===== Material for this task =====

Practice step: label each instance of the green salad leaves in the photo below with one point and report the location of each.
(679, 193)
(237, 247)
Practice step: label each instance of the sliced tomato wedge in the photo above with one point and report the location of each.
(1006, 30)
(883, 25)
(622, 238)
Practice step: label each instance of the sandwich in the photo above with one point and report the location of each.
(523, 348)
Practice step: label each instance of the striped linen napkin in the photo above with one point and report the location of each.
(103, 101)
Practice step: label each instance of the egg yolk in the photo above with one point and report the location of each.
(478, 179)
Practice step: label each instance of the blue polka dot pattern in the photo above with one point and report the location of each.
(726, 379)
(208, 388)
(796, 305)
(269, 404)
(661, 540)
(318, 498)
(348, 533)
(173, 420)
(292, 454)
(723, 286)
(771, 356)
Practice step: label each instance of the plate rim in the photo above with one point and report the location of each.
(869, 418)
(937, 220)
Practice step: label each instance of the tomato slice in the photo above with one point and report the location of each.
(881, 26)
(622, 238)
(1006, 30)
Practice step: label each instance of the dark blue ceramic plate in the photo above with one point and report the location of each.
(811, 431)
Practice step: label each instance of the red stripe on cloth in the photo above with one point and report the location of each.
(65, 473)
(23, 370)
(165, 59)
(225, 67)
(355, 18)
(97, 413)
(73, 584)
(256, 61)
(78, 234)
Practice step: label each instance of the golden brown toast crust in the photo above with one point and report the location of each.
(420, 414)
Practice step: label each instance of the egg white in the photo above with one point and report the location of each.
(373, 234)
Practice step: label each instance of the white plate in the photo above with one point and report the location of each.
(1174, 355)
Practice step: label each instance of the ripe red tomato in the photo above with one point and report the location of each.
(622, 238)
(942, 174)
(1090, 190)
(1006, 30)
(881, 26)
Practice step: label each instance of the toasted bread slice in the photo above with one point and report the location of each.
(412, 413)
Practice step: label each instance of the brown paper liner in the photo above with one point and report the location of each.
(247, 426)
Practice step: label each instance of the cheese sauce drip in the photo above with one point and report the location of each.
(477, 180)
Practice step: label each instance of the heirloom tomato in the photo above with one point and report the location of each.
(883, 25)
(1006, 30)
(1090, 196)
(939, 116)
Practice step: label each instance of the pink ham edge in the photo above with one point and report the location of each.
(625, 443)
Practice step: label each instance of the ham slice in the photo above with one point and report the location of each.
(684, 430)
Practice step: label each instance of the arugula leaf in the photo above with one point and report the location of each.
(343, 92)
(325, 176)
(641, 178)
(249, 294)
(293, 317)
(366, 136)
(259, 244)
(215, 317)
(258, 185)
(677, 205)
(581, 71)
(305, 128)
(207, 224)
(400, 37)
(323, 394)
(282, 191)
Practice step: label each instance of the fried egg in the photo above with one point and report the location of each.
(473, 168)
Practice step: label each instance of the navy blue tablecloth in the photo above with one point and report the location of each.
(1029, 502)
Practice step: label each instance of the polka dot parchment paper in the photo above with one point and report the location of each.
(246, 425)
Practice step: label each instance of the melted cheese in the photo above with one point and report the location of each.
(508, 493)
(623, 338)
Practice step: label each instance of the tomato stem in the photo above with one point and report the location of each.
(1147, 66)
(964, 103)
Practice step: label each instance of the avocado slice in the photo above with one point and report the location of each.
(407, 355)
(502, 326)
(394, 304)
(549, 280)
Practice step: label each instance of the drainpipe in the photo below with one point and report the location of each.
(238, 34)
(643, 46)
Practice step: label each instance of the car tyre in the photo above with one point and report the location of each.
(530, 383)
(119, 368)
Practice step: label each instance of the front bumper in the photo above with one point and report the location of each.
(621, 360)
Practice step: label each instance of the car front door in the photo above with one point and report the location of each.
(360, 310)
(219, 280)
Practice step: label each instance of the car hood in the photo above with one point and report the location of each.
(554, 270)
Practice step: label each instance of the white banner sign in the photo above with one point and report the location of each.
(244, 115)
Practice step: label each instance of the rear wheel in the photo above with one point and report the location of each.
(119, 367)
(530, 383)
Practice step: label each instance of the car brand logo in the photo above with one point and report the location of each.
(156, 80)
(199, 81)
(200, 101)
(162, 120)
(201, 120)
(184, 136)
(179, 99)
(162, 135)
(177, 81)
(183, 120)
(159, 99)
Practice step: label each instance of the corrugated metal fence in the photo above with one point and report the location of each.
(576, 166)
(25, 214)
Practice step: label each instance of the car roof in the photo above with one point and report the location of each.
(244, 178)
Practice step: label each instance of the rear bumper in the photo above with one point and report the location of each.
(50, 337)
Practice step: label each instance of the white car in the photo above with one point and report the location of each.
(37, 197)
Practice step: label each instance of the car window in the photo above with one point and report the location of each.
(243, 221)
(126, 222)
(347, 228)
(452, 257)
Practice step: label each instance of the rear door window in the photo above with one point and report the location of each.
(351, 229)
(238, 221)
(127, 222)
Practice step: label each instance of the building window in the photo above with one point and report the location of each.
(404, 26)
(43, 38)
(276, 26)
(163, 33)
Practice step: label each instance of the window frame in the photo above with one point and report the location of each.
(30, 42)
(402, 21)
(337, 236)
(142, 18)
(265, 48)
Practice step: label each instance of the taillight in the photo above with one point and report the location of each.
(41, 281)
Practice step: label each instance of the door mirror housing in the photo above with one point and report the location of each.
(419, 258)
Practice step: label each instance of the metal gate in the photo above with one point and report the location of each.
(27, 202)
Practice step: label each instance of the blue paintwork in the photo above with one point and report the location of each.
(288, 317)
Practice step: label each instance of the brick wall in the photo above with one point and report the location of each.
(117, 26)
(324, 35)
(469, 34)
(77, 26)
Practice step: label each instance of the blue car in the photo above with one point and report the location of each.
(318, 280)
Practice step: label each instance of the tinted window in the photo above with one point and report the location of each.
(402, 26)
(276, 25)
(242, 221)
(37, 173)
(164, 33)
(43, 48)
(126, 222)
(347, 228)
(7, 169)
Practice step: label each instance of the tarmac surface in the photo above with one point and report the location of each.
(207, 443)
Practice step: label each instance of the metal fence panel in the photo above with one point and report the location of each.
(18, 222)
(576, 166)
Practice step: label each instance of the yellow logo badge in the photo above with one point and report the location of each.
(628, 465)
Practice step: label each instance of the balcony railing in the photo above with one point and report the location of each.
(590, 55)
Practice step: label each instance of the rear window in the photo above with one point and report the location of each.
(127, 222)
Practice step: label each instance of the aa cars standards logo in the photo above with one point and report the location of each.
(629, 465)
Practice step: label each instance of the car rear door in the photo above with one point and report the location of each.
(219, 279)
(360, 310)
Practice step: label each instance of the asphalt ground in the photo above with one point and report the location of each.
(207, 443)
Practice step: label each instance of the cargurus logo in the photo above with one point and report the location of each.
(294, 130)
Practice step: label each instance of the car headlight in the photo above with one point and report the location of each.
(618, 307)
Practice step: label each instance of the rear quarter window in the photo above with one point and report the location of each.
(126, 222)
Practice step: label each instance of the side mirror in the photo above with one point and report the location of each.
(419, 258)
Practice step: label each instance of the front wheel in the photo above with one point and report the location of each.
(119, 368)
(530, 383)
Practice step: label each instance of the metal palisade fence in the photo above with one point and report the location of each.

=====

## Your instructions
Every line from above should appear again in the answer, exactly as written.

## Output
Practice step: label each instance of the green salad leaves in the photo below with one point and report the location of each.
(679, 193)
(237, 247)
Practice step: label each instance of the sliced tomato wedge in the photo above with one point and report the location of each.
(1006, 30)
(883, 25)
(622, 238)
Practice step: label each instance of the sandwich in the photo above with one point and report the location of each.
(523, 348)
Practice step: label each instance of the striped linen napkin in the photo above with one point and report the location of each.
(103, 101)
Practice step: label each instance of the egg yolk in the photo above with one point and report the location of each.
(478, 179)
Practice step: label each instance of the blue polka dot pattern in the photo above with one point and report the location of each.
(726, 379)
(208, 388)
(796, 305)
(269, 404)
(661, 540)
(318, 498)
(348, 533)
(173, 420)
(292, 454)
(723, 286)
(771, 356)
Practice step: label each instance of the plate rim in the photo above with one point and report the location of each.
(869, 418)
(937, 220)
Practice step: label each instance of the tomato slice in the photo above with one point and report the location of each.
(881, 26)
(622, 238)
(1006, 30)
Practice step: label each instance of the dark blue ceramic plate in the photo above with one point and report the location of each.
(811, 431)
Practice step: label each instance of the red stripe on cloth in the photo above with one point and report the location of each.
(65, 473)
(23, 370)
(165, 59)
(225, 67)
(355, 18)
(97, 413)
(73, 584)
(256, 61)
(78, 234)
Practice step: label each instance of the golden brown toast crust in the photo above with one point and report the location of each.
(420, 414)
Practice step: label each instance of the egg white in the photo above with one point and report the location of each.
(373, 234)
Practice step: label each instance of the white plate in the photo above with one point and report the location of each.
(1174, 355)
Practice step: label each instance of the ripe red tomato in the photo above with one point and report the location of each.
(622, 238)
(942, 174)
(1090, 190)
(1006, 30)
(881, 26)
Practice step: label each instance of the toasted bread slice in the photo above with one point and report the location of each.
(412, 413)
Practice step: label each instance of the brown paper liner in the photo above with one point and report the location of each.
(247, 426)
Practice step: label each instance of the cheese sauce drip in the photo above with one point and report the location of each.
(477, 180)
Practice step: label each instance of the heirloom tomato in the photo above with one point and report the location of each.
(883, 25)
(1006, 30)
(1090, 196)
(939, 116)
Practice step: label each instance of the pink ham edge in the photo above with one point and report the location of each.
(625, 443)
Practice step: label each instance of the ham slice in the photo above with one point and report the location of each.
(684, 430)
Practice step: label each instance of the arugula leaf in the photo above with one point and report the location of each.
(343, 92)
(325, 176)
(641, 178)
(249, 294)
(293, 317)
(366, 136)
(259, 244)
(215, 317)
(258, 185)
(677, 205)
(581, 71)
(305, 128)
(207, 224)
(400, 37)
(323, 394)
(282, 191)
Practice step: label each instance of the fried egg in the photo above with one point and report the location of each.
(473, 168)
Practice step: label each instance of the navy blue tablecloth in the photo above with one point and report the location of each.
(1029, 502)
Practice step: label each instance of the polka dot parchment paper in the photo above with one point and report the location of each.
(246, 425)
Practice step: label each instance of the melted cheese in the photo above with one point and report the location of each.
(508, 493)
(623, 338)
Practice step: label each instance of the tomato stem in the photo above with one point and report the location of each.
(1147, 66)
(964, 103)
Practice step: label each instance of the avocado slice in the photo above with one point and report the location of each.
(407, 355)
(502, 326)
(394, 304)
(549, 280)
Practice step: label each instance of the drainpipe in the photo below with one point and report the location of each.
(238, 34)
(643, 46)
Practice step: label each instance of the car tyre in the photo above with one point and report the location of each.
(530, 383)
(119, 368)
Practice step: label each instance of the front bumper in the photo above with one point and report the location of each.
(621, 360)
Practice step: label each instance of the car front door in the photo above with one point and report the location of each.
(360, 310)
(219, 280)
Practice step: label each instance of the car hood in the photo above with one point and report the location of each.
(554, 270)
Practice step: label each instance of the white banner sign in the photo above with one point and report the location of each.
(244, 115)
Practice step: label each instance of the rear wheel in the photo above with one point and report the location of each.
(119, 367)
(530, 383)
Practice step: label each instance of the car brand logo in the photo above with one point and report the location of each.
(156, 80)
(199, 81)
(200, 101)
(162, 120)
(201, 120)
(184, 136)
(179, 99)
(162, 135)
(177, 81)
(183, 120)
(159, 99)
Practice step: label each instance of the corrugated metal fence in the photo above with one point and report the location of each.
(576, 166)
(25, 214)
Practice step: label each instance of the car roof in the photo above with one point and report the location of each.
(244, 178)
Practice step: label each instance of the rear bumper in the photo above with one point and report the location of each.
(50, 337)
Practice step: label each instance of the white car in the photo above with one point and report the location of each.
(37, 197)
Practice step: label each instance of the car window in the photo above with one point and report the location of each.
(243, 221)
(126, 222)
(347, 228)
(452, 257)
Practice step: label each instance of the rear door window in the photo above with one point and report the location of each.
(351, 229)
(238, 221)
(127, 222)
Practice step: label each instance of the building window in the photo above with one point and report the location of each.
(404, 26)
(43, 38)
(276, 26)
(163, 33)
Practice step: label each instance of the window frame in the photo above with one point and report the location of each.
(30, 42)
(402, 21)
(337, 236)
(142, 18)
(265, 48)
Practice step: label each instance of the taillight in the photo above with one point and report the location of each.
(41, 281)
Practice step: label each instance of the door mirror housing in the photo above with one point and report the location of each.
(419, 258)
Practice step: label each instance of the metal gate in the photo above with one point and report the location of each.
(27, 202)
Practice step: label each instance of the blue paintwork in the photo above with one point and report the location of each.
(288, 317)
Practice step: label each instance of the brick wall in the photo above with one point and report the location of each.
(117, 26)
(324, 35)
(469, 34)
(77, 26)
Practice step: label each instance of the blue car in the photo above with one point and report the location of each.
(318, 280)
Practice step: label each instance of the tinted window in the photo above with one point and report the location of each.
(402, 26)
(276, 25)
(242, 221)
(37, 173)
(164, 33)
(43, 48)
(126, 222)
(347, 228)
(7, 169)
Practice step: label each instance of the tarmac surface in the photo above with one point and report the location of each.
(207, 443)
Practice step: label each instance of the metal fence panel in the photo above with one point and report the location of each.
(18, 222)
(576, 166)
Practice step: label each instance of the yellow logo badge in the photo above with one point and report the location of each.
(628, 465)
Practice step: label each instance of the balcony railing in the photo above with one point and report the location of each.
(590, 55)
Practice step: label each instance of the rear window in the photo above with one point and report the location of each.
(127, 222)
Practice step: label each instance of the aa cars standards logo in the photo above with one point and report the location of each.
(629, 465)
Practice step: label each instance of the car rear door in the photo above with one point and report the location of each.
(219, 279)
(360, 310)
Practice step: label each instance of the asphalt ground in the photo above with one point and report the location of each.
(207, 443)
Practice step: label each instance of the cargurus logo in the photo above with one point and report the location of each.
(294, 130)
Practice step: label each instance of the car headlight in the photo above with one point and report the location of each.
(618, 307)
Practice step: label each instance of the rear quarter window in the photo above with one point and report the location of each.
(126, 222)
Practice step: label each instance of the side mirror in the photo above with one point and report the location of each.
(419, 258)
Practice step: label each instance of the front wheel in the photo above with one point and report the location of each.
(119, 368)
(530, 383)
Practice step: label each instance of the metal palisade fence in the photo above with one point and report the location of each.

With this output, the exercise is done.